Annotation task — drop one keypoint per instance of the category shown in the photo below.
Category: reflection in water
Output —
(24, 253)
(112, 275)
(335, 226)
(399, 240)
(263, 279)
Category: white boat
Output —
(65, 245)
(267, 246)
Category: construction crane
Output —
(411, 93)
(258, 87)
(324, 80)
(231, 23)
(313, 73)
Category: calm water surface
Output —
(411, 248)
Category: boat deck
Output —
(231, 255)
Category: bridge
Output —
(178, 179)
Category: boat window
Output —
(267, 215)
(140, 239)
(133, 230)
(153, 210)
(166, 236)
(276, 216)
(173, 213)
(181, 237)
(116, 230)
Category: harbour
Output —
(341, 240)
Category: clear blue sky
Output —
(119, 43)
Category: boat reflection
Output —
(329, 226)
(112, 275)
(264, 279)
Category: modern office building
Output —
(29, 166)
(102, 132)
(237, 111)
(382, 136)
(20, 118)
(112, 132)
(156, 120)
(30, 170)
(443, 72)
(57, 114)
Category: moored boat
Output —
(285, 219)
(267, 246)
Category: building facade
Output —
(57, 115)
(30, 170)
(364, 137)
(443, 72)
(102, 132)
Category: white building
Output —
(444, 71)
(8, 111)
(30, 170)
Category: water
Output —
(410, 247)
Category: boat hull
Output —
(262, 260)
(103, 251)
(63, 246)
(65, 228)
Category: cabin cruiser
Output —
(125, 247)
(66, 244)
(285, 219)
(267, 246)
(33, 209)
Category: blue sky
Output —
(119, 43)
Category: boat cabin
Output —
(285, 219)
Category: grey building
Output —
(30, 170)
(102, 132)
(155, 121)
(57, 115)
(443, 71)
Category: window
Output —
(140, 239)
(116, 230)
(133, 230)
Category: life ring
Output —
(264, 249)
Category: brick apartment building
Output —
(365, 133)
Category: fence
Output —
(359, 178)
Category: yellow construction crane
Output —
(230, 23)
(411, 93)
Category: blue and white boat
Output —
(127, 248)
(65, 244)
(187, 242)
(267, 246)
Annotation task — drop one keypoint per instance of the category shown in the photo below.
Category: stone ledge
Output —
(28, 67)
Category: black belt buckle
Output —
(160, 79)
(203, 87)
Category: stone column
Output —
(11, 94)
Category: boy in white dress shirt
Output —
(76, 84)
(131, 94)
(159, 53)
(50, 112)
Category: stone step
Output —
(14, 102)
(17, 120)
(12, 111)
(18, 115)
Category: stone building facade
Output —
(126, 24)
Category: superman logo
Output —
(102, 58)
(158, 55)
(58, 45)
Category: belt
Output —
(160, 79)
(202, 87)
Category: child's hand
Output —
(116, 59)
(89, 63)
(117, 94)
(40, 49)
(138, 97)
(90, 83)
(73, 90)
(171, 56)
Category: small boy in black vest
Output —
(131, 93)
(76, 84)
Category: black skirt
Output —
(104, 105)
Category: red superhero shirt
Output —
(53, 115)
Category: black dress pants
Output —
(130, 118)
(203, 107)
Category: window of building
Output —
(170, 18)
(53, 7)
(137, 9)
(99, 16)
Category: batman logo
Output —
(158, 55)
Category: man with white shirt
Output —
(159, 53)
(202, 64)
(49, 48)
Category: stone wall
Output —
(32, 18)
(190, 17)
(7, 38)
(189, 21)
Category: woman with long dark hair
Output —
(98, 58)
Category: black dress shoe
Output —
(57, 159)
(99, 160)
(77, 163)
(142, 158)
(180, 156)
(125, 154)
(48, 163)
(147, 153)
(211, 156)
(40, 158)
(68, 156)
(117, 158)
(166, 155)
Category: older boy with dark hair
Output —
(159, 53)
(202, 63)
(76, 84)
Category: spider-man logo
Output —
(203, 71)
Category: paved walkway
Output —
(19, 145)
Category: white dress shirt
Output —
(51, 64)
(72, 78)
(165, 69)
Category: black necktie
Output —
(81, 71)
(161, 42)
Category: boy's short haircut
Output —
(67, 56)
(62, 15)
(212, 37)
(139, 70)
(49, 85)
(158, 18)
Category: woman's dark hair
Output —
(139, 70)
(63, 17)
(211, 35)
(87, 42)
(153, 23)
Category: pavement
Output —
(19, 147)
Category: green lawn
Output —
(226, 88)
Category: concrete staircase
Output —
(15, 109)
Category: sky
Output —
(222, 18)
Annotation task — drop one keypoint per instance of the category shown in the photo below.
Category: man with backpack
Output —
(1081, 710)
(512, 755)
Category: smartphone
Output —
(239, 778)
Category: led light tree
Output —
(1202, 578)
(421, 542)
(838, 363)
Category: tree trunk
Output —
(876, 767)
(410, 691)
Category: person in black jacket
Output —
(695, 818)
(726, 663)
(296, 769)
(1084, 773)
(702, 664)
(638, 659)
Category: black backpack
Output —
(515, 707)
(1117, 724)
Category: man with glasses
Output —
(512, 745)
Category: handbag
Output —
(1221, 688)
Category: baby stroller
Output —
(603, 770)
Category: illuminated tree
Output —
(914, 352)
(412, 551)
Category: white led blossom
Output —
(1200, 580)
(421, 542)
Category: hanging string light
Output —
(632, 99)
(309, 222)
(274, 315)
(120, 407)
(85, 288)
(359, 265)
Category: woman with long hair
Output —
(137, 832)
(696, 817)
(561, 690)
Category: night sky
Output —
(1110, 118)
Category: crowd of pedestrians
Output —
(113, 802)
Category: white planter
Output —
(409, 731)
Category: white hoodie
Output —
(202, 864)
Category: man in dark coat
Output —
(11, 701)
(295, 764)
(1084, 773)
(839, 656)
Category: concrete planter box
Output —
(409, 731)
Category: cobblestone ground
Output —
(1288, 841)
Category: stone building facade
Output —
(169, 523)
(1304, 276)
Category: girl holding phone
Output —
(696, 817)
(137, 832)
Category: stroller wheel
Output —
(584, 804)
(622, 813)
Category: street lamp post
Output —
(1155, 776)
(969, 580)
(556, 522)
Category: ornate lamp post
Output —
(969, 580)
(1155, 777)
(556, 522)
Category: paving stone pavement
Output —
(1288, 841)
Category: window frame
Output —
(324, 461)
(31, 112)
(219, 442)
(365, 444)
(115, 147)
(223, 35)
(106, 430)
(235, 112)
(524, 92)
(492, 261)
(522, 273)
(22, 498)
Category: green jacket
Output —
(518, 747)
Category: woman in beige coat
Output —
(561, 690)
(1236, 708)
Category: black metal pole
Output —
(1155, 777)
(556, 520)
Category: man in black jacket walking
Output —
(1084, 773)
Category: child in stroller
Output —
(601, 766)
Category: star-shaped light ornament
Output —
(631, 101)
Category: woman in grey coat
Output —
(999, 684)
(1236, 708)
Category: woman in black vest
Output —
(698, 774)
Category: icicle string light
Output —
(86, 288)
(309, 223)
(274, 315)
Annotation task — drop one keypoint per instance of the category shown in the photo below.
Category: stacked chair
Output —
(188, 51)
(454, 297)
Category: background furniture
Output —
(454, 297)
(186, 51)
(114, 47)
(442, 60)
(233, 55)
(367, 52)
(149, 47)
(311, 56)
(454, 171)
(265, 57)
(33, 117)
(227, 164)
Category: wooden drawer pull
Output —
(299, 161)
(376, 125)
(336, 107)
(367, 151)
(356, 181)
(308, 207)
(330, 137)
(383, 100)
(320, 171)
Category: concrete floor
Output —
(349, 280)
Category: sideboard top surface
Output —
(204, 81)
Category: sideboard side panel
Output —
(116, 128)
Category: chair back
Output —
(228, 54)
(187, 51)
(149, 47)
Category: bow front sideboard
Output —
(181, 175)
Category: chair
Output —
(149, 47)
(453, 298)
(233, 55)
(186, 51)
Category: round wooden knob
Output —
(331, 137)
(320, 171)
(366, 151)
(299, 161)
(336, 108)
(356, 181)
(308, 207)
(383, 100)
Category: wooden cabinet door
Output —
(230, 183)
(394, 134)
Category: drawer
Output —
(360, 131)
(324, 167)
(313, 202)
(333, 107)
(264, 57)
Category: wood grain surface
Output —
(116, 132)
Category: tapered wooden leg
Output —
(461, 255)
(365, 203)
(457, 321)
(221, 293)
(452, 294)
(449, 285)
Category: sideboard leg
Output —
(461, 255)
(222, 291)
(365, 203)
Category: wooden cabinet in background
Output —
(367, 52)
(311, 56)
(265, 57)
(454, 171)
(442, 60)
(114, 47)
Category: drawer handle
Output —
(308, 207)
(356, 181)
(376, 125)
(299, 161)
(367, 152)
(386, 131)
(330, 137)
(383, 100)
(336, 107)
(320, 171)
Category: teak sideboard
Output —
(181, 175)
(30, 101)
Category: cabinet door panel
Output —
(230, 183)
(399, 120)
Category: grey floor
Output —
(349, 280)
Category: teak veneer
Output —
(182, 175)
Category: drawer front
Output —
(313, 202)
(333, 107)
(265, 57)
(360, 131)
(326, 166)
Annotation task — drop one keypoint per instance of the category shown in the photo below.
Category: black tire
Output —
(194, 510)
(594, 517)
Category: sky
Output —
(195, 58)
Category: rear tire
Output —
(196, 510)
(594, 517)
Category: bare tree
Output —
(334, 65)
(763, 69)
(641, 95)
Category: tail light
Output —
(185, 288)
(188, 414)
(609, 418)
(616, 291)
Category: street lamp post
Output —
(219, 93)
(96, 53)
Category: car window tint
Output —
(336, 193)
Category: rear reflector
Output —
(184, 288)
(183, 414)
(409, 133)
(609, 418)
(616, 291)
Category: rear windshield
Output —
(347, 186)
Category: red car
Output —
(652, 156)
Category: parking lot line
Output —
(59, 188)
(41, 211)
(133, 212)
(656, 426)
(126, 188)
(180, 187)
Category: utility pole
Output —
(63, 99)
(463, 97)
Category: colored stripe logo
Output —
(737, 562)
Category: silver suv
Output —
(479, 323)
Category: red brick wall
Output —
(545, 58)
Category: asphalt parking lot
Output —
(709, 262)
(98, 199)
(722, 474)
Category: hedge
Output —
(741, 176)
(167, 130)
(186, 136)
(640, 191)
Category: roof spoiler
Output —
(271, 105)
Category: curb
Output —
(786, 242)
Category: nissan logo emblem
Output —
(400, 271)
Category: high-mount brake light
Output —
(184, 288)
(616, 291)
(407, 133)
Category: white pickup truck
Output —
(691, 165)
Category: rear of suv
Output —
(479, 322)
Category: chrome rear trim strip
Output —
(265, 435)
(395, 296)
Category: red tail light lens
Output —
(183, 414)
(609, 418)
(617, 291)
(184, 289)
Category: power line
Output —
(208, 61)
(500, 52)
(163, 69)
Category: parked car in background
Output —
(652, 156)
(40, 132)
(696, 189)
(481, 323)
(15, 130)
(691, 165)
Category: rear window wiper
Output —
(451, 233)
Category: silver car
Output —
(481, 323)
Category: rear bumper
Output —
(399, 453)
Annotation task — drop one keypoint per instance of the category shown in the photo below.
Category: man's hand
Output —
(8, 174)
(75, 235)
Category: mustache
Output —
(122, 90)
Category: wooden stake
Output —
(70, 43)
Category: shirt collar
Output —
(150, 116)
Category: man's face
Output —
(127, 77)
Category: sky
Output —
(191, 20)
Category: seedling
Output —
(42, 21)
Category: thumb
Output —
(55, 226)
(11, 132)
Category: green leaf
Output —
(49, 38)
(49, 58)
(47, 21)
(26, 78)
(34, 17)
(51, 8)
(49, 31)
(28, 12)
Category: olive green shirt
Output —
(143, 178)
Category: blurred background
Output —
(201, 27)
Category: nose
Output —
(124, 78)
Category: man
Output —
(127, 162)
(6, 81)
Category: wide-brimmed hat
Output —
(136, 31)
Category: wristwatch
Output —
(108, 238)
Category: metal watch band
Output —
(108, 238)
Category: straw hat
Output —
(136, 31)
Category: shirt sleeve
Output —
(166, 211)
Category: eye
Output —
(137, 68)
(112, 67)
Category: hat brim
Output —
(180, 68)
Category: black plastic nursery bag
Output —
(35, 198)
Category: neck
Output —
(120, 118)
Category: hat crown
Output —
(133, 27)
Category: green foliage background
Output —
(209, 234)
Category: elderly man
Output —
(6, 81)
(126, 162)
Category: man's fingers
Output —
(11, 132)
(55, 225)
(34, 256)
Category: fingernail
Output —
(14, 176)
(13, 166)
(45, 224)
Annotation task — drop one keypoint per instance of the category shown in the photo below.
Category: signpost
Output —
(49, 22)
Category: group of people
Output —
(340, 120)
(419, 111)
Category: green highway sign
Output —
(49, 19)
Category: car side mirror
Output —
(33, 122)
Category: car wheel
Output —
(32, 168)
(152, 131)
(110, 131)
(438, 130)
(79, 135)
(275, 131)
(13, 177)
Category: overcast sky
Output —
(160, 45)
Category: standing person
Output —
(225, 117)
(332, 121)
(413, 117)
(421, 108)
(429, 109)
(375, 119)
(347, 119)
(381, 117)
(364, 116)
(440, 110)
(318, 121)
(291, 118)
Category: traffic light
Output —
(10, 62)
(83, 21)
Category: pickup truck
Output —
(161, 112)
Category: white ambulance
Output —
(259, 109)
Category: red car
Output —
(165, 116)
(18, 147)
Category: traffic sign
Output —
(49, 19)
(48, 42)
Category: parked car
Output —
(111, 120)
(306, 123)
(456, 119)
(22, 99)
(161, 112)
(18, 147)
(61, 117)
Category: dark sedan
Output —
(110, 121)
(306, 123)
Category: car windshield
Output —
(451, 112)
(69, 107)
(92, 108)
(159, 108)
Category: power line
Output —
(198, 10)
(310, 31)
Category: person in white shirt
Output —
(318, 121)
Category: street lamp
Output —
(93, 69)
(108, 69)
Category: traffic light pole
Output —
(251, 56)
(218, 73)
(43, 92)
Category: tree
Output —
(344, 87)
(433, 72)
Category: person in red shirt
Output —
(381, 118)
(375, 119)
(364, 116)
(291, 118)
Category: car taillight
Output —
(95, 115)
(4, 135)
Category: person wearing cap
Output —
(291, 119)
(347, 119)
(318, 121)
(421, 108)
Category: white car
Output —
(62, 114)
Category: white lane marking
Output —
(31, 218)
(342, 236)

**Your goal:** Pick out all lines from the data above in which the word "door" appears.

**Written reply:**
Category: wooden cabinet door
Category: cabinet door panel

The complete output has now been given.